Kevin's is a hurling club based in Dolphin's Barn in Dublin's south inner city, Ireland.

History
Kevin's began promoting hurling and Gaelic football in Dublin's south inner city in 1902. It evolved from the Craobh Chaoimhín of Conradh na Gaeilge. The founder members included Joe O'Neill and Jim Maguire. Information on the formative years is sparse, but Harry O'Kelly, a staunch club member, was believed to be of central importance to the club at this time.

The club attained senior status in 1910, in the mid-1920s and again in the late 1930s and enjoyed sporadic success at senior, intermediate, junior and juvenile levels. In the mid forties, Synge Street P.P. G.F.C. was formed and it assumed responsibility for football in the area. Kevin's became solely a hurling club.

In 1993 history was made. The foundation of Kevin's Camogie section was the result of a new policy being pushed by both the younger members and parent, who wanted to create both a family and community atmosphere within the area.

Kevin's could be regarded as the oldest club in Dublin (with an unbroken affiliation to the Dublin GAA). However, the factual accuracy of this claim was never verified.

Today
Today, Kevin's Hurling and Camogie club continues to promote hurling in Dublin's south inner city and is proactive in attracting young people in the area to the games of hurling and camogie. The club's home ground is in Dolphin Park on the Crumlin Road.

The club runs an Easter Hurling Festival which is an All-Ireland Event organised to pay tribute to and remember past members for their dedication and loyalty to the club. The event was first run in April 2007 and it is officially recognised by the Dublin County Board and the GAA. Emeralds of Urlngford won the inaugural Brian Scott Cup (Senior Competition), beating Camross of Laois in the final. The last tournament was won by Meelick Eyrecourt of Galway in 2010.

Notable players
Joe O'Neill was the first club captain 1902. A successful builder, his portfolio included Synge Street CBS Primary School, a stronghold for Kevin's hurlers to this very day.

John Dunne was the first Kevin's man to represent the club at senior inter-county level in 1914.

Joe Connolly (Leader in City Hall) and Seamus Doyle (Battle of Mount Street Bridge) were two of many Kevin's men who took part in the 1916 uprising.

• _TASK BRIEF_
Decide whether each statement agrees with the passage about the Kevin's hurling club, and answer yes or no while quoting the passage's deciding words: (a) The club's home ground is in Dolphin Park on the Crumlin Road. (b) The Easter Hurling Festival was first run in April 2010. (c) Kevin's became solely a hurling club after Synge Street P.P. G.F.C. took over football in the area. Rely only on the passage about the Kevin's hurling club.

• _LISTING_
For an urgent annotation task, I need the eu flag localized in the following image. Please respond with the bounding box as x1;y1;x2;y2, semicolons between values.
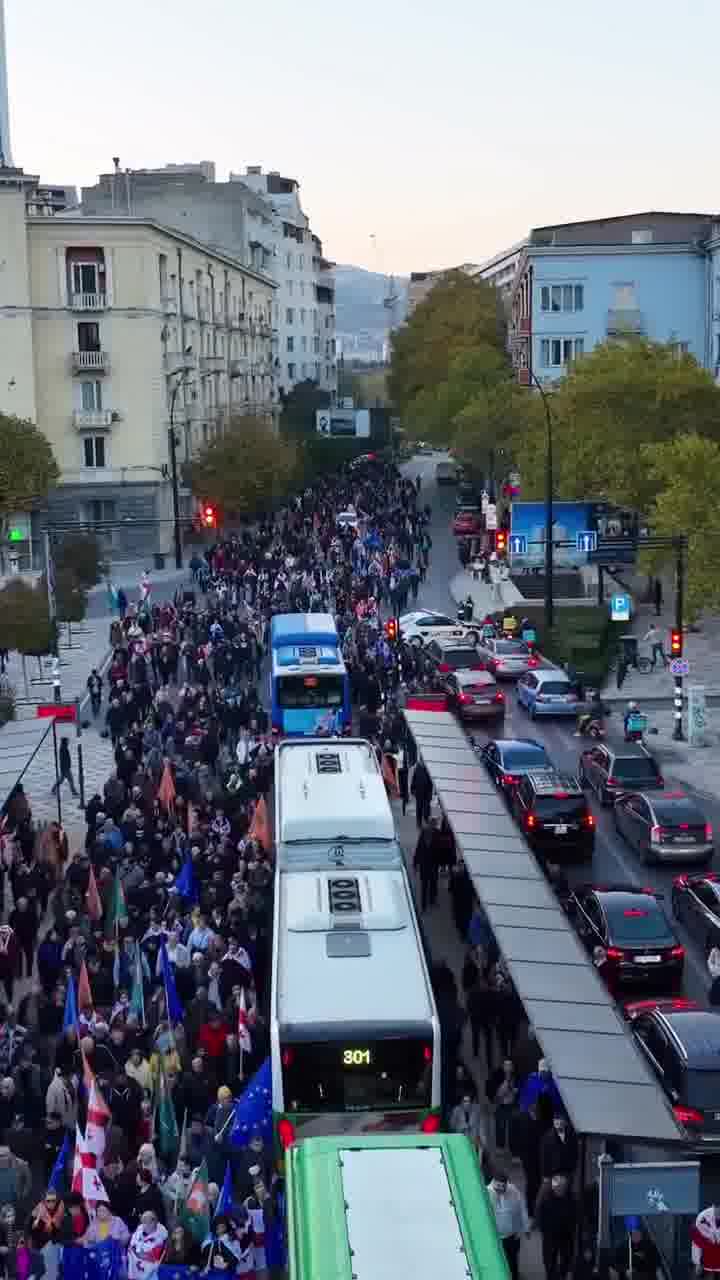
231;1057;273;1147
160;942;184;1027
63;974;77;1032
173;854;199;902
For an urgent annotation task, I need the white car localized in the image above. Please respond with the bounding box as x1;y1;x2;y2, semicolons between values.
400;609;479;644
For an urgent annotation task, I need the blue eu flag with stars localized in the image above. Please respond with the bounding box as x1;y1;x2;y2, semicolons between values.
231;1057;273;1147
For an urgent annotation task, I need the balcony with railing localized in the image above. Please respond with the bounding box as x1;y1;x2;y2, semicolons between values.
72;351;110;374
606;307;644;337
70;293;108;311
73;408;117;431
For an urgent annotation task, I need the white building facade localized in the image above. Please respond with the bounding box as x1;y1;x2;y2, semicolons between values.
0;183;275;554
231;165;337;398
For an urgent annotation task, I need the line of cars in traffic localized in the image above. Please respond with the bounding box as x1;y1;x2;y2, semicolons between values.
401;604;720;1153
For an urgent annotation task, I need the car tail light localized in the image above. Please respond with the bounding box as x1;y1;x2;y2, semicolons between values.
673;1107;705;1129
278;1117;295;1151
420;1112;439;1133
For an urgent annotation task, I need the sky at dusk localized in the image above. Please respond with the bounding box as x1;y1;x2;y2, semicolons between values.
5;0;720;273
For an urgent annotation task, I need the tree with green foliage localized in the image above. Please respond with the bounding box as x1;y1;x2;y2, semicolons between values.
388;271;506;424
507;339;720;512
0;577;58;698
641;431;720;622
0;413;59;536
188;417;299;521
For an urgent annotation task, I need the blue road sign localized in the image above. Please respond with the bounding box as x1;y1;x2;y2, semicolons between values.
610;595;630;622
578;529;597;552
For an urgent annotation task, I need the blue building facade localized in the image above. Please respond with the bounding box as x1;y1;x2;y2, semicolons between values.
510;212;720;384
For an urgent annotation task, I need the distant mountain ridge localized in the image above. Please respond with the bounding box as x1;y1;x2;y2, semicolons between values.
334;265;409;356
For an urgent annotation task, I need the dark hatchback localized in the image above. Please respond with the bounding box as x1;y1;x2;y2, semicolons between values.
625;1000;720;1152
566;884;685;992
480;737;553;797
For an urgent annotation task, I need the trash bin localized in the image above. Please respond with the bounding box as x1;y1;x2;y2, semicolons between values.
620;636;638;667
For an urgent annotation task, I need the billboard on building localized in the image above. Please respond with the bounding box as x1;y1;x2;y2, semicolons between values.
509;502;593;568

• _FINISHED TASK_
(a) Yes: "The club's home ground is in Dolphin Park on the Crumlin Road."
(b) No: "The event was first run in April 2007"
(c) Yes: "In the mid forties, Synge Street P.P. G.F.C. was formed and it assumed responsibility for football in the area. Kevin's became solely a hurling club."